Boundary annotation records
──────────────────────────────

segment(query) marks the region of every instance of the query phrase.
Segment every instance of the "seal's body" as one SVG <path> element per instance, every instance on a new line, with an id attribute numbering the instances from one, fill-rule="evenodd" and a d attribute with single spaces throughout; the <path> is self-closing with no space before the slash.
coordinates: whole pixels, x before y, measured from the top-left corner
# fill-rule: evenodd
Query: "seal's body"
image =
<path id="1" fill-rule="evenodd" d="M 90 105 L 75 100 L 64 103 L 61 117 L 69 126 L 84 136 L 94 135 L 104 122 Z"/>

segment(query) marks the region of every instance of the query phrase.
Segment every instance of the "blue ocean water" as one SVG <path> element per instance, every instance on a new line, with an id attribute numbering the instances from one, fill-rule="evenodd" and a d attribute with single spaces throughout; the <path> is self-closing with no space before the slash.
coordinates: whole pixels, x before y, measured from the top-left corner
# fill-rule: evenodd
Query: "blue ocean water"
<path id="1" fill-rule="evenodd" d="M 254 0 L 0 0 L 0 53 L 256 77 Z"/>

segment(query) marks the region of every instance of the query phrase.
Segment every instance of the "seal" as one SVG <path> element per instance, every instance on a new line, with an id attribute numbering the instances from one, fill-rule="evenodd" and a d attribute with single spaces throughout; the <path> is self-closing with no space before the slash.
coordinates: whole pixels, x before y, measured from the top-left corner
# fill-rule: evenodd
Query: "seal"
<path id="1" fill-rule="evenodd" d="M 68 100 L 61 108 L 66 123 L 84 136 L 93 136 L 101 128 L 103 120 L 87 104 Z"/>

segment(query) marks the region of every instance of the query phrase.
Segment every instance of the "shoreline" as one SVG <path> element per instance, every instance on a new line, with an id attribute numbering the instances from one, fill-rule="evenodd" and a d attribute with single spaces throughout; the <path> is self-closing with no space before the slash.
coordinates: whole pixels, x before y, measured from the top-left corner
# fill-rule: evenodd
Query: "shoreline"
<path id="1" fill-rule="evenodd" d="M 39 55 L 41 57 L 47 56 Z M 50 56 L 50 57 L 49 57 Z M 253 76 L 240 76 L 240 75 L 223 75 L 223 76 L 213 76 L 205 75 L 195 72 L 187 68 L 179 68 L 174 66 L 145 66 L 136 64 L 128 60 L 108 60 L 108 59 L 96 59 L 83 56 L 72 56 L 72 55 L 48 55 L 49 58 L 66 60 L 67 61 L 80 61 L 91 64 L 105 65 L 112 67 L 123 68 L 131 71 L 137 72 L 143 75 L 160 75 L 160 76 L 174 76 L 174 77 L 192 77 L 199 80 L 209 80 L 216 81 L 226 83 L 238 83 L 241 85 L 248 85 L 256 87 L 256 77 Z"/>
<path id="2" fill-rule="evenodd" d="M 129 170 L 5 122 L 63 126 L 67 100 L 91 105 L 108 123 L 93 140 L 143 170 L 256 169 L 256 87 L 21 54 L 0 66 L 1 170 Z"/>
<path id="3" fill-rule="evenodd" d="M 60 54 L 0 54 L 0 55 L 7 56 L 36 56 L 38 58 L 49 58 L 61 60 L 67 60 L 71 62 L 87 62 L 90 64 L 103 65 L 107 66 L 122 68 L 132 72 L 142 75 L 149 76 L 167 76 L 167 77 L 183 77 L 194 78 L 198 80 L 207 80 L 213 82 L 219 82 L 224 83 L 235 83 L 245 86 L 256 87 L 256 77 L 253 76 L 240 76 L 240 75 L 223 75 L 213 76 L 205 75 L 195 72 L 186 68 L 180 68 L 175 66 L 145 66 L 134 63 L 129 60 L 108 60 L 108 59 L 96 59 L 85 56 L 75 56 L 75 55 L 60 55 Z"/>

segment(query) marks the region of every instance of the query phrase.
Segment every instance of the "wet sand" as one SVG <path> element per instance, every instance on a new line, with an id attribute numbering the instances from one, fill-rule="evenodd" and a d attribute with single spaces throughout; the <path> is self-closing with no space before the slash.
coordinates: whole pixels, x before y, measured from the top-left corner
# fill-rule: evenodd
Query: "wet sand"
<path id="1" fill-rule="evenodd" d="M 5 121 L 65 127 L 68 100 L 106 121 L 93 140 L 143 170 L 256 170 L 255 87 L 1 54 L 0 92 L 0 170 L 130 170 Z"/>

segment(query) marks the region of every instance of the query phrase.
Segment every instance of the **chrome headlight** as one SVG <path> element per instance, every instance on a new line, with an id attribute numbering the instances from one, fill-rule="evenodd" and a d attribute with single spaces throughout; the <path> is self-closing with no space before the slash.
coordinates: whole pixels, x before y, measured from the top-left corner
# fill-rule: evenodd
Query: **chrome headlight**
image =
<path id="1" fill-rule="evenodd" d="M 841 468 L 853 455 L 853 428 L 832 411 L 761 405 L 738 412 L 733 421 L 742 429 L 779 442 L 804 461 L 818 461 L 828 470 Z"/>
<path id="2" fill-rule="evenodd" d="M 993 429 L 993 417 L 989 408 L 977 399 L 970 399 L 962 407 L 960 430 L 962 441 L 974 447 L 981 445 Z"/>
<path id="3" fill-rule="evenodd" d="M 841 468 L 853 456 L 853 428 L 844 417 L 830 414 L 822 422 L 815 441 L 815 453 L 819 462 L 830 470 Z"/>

──────────────────────────────

■ **Instructions to follow**: Could you rewrite all the records with each "whole pixels" changed to "integer pixels" and every other word left as it is?

■ **Complete response**:
segment(query) marks the region of every instance of the query phrase.
Segment every instance of the "seal's body" as one SVG <path> element per instance, every instance on a new line, with an id attribute numbering the instances from one, fill-rule="evenodd" and a d attribute with single spaces throughout; the <path> is self-closing with no space before the slash.
coordinates: integer pixels, x before y, measured from the top-left corner
# fill-rule: evenodd
Query: "seal's body"
image =
<path id="1" fill-rule="evenodd" d="M 90 105 L 75 100 L 64 103 L 61 117 L 69 126 L 84 136 L 94 135 L 104 122 Z"/>

segment(query) marks the region of every instance of the query phrase.
Segment every instance of the "blue ocean water" as one SVG <path> element per instance, every instance on a new line, with an id attribute numbering the instances from one, fill-rule="evenodd" and a d attribute with single spaces throughout; the <path> is self-closing with no space before the slash.
coordinates: integer pixels, x before y, measured from the top-left corner
# fill-rule: evenodd
Query: "blue ocean water"
<path id="1" fill-rule="evenodd" d="M 254 0 L 0 0 L 0 53 L 256 77 Z"/>

segment(query) marks the region of every instance of the query phrase.
Segment every instance of the "seal" as one SVG <path> element per instance, every instance on a new line, with an id attribute numbering the instances from one, fill-rule="evenodd" and a d attribute with single spaces throughout; the <path> is self-closing with no space before the slash.
coordinates: integer pixels, x before y, measured from the top-left corner
# fill-rule: evenodd
Query: "seal"
<path id="1" fill-rule="evenodd" d="M 68 100 L 61 108 L 66 123 L 84 136 L 93 136 L 101 128 L 103 120 L 87 104 Z"/>

segment(query) marks the region of every instance of the query phrase.
Segment every instance of the "shoreline" as one SVG <path> element per instance, every instance on a new line, with an id attribute numbering the instances from one, fill-rule="evenodd" and a d attribute with single spaces throughout; the <path> is self-closing with no space before the slash.
coordinates: integer pixels, x before y, measured from the top-left corner
# fill-rule: evenodd
Query: "shoreline"
<path id="1" fill-rule="evenodd" d="M 39 55 L 41 57 L 47 56 Z M 50 56 L 50 57 L 49 57 Z M 253 76 L 240 76 L 240 75 L 223 75 L 223 76 L 213 76 L 205 75 L 195 72 L 187 68 L 179 68 L 174 66 L 145 66 L 136 64 L 128 60 L 108 60 L 108 59 L 96 59 L 83 56 L 72 56 L 72 55 L 48 55 L 49 58 L 66 60 L 67 61 L 80 61 L 91 64 L 105 65 L 112 67 L 123 68 L 131 71 L 137 72 L 143 75 L 160 75 L 160 76 L 174 76 L 174 77 L 192 77 L 199 80 L 209 80 L 216 81 L 226 83 L 238 83 L 241 85 L 248 85 L 256 87 L 256 77 Z"/>
<path id="2" fill-rule="evenodd" d="M 129 170 L 5 122 L 63 126 L 67 100 L 91 105 L 108 123 L 93 140 L 143 170 L 256 169 L 256 87 L 21 54 L 0 66 L 1 170 Z"/>
<path id="3" fill-rule="evenodd" d="M 60 54 L 0 54 L 0 55 L 7 56 L 36 56 L 38 58 L 49 58 L 61 60 L 67 60 L 71 62 L 87 62 L 90 64 L 103 65 L 107 66 L 122 68 L 132 72 L 142 75 L 149 76 L 167 76 L 167 77 L 183 77 L 194 78 L 198 80 L 207 80 L 213 82 L 219 82 L 224 83 L 235 83 L 245 86 L 256 87 L 256 77 L 253 76 L 240 76 L 240 75 L 223 75 L 213 76 L 205 75 L 195 72 L 186 68 L 180 68 L 175 66 L 145 66 L 134 63 L 129 60 L 108 60 L 108 59 L 96 59 L 85 56 L 75 56 L 75 55 L 60 55 Z"/>

segment(query) marks the region of every instance of the query phrase.
Segment every instance of the "wet sand" as one SVG <path> element per instance, every instance on a new line, with an id attribute numbering the instances from one, fill-rule="evenodd" and a d attribute with single spaces throughout; the <path> is self-closing with no space before the slash.
coordinates: integer pixels, x before y, measured from the top-left corner
# fill-rule: evenodd
Query: "wet sand"
<path id="1" fill-rule="evenodd" d="M 5 121 L 65 127 L 68 100 L 106 121 L 93 140 L 143 170 L 256 170 L 255 87 L 1 54 L 0 92 L 0 170 L 130 170 Z"/>

segment(query) marks the region of every instance of the query phrase.
Segment every instance of the **chrome headlight** as one SVG <path> element per instance, every instance on a new line, with an id attribute numbering the instances from one, fill-rule="evenodd" and a d attribute with single spaces throughout; the <path> is self-closing with no space before the slash.
coordinates: integer pixels, x before y, measured from the top-left corner
# fill-rule: evenodd
Query: **chrome headlight**
image =
<path id="1" fill-rule="evenodd" d="M 841 468 L 853 455 L 853 428 L 832 411 L 761 405 L 738 412 L 733 421 L 742 429 L 779 442 L 804 461 L 818 461 L 828 470 Z"/>
<path id="2" fill-rule="evenodd" d="M 993 429 L 993 417 L 989 408 L 977 399 L 970 399 L 962 407 L 960 430 L 962 441 L 974 447 L 981 445 Z"/>
<path id="3" fill-rule="evenodd" d="M 841 468 L 853 456 L 853 428 L 844 417 L 830 414 L 822 422 L 815 441 L 815 453 L 819 462 L 830 470 Z"/>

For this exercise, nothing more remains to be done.